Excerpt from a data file

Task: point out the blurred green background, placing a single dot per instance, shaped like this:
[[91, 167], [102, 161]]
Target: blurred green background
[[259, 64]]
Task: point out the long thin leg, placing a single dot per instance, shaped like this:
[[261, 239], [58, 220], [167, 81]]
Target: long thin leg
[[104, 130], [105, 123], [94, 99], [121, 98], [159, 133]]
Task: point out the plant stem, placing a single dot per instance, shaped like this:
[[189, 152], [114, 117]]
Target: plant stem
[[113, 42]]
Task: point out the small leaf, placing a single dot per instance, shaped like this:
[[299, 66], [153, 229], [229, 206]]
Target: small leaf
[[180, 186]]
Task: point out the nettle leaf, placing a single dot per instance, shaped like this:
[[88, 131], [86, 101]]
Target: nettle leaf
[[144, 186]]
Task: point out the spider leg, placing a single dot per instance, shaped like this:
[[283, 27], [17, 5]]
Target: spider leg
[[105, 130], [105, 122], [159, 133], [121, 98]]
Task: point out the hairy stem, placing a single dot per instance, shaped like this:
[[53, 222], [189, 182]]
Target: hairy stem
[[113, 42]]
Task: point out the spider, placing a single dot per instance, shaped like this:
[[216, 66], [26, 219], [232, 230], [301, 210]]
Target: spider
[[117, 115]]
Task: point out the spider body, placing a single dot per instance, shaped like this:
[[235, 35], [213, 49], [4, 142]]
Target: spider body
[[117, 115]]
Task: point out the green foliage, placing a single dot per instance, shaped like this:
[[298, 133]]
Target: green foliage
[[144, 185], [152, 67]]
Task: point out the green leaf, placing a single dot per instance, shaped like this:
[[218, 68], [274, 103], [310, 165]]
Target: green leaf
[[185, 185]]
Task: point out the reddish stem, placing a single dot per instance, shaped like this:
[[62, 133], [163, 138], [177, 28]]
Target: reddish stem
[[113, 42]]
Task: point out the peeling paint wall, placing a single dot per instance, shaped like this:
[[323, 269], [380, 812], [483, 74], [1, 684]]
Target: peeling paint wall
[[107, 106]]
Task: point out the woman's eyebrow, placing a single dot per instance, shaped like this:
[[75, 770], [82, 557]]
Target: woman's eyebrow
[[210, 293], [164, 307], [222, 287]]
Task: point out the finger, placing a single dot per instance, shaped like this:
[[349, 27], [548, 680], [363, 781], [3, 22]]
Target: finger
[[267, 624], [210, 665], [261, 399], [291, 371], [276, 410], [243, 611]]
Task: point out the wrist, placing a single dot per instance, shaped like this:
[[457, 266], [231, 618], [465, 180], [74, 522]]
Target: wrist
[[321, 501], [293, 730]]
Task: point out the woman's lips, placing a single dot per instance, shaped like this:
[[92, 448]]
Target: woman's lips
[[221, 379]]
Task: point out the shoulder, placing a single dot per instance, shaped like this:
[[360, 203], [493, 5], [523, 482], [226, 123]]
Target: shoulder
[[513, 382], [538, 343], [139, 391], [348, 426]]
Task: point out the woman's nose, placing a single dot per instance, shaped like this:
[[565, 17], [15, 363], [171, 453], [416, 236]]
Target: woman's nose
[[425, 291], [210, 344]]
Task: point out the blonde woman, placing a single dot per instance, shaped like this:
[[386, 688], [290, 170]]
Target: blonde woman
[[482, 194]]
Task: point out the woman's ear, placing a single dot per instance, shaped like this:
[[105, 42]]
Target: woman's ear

TASK DIRECTIONS ::
Reproduce every line of the records above verbatim, from the first line to the last.

RIGHT ANSWER ::
Task: point out the blurred green background, placing a single dot per instance, shaped like this:
[[91, 167], [102, 161]]
Target: blurred green background
[[259, 64]]
Task: point out the long thin leg, placing a single dot per instance, shaped like this:
[[261, 239], [58, 220], [167, 81]]
Target: long thin leg
[[104, 130], [105, 123], [94, 99], [121, 98], [159, 133]]
Task: point out the plant stem, placing a single dot per instance, shaped like this:
[[189, 152], [114, 117]]
Target: plant stem
[[113, 42]]
Task: point out the small leaf, placing a single dot per instance, shaped like this:
[[299, 66], [153, 229], [229, 206]]
Target: small leaf
[[180, 186]]
Task: point out the nettle leaf, placing a single dot per instance, shaped like this:
[[88, 131], [86, 101]]
Target: nettle leaf
[[144, 186]]
Task: point out the spider leg, placing a single dot per instance, shaped like this:
[[283, 27], [17, 5]]
Target: spider leg
[[105, 130], [105, 122], [159, 133], [121, 98]]
Task: point out the hairy stem, placing a single dot per instance, shaped like this:
[[53, 222], [189, 182]]
Target: hairy stem
[[113, 42]]
Task: point out the spider, placing a single dot per instance, shaped like this:
[[216, 66], [26, 219], [232, 230], [301, 210]]
Target: spider
[[117, 115]]
Task: point out the spider body, placing a single dot per instance, shaped like this:
[[235, 35], [213, 49], [4, 142]]
Target: spider body
[[117, 115]]
Task: point out the green foliage, placing a single dot per instance, shaped like this:
[[298, 133]]
Target: green foliage
[[144, 185], [152, 67]]
Task: point out the green leaf, placing a single dot per instance, shaped like this:
[[218, 68], [274, 103], [310, 165]]
Target: green leaf
[[185, 185]]
Task: point out the reddish stem, placing a single dot per instance, shaped like this:
[[62, 133], [163, 138], [177, 28]]
Target: reddish stem
[[113, 42]]
Task: point out the peeling paint wall, placing a single dot per instance, shaped like this:
[[323, 269], [380, 812], [483, 74], [1, 684]]
Target: peeling paint wall
[[107, 106]]
Task: point out the woman's eyebrow, placing a single dot per instance, shaped like this:
[[75, 770], [82, 557]]
Target: woman's eyebrow
[[210, 293], [164, 307], [222, 287]]
Task: point out the finger, placing a single dot per instance, shaped like this:
[[349, 27], [548, 680], [363, 781], [3, 22]]
Target: finger
[[267, 624], [210, 665], [261, 399], [291, 371], [276, 410], [243, 611]]
Task: point out the wrist, placing a single dot per instance, shaped like this:
[[457, 266], [231, 618], [465, 180], [74, 522]]
Target: wrist
[[321, 501], [293, 730]]
Task: point out the woman's lips, placing a single dot per instance, shaped like this:
[[92, 448]]
Target: woman's lips
[[221, 379]]
Task: point out the shoulder, placing a single dot per instance, shaped like this:
[[360, 203], [493, 5], [523, 482], [226, 123]]
Target: shoulder
[[513, 382], [538, 343], [139, 391], [348, 426]]
Task: point out the woman's nose, placing a single dot per instance, shaped like this:
[[565, 17], [15, 363], [171, 453], [416, 236]]
Target: woman's nose
[[425, 291], [210, 344]]
Task: point out the blonde woman, placing a single dot per instance, shaped like this:
[[386, 688], [290, 170]]
Target: blonde woman
[[482, 194]]
Task: point out the woman's ear, placing a single dot per instance, shaped like this:
[[105, 42]]
Target: woman's ear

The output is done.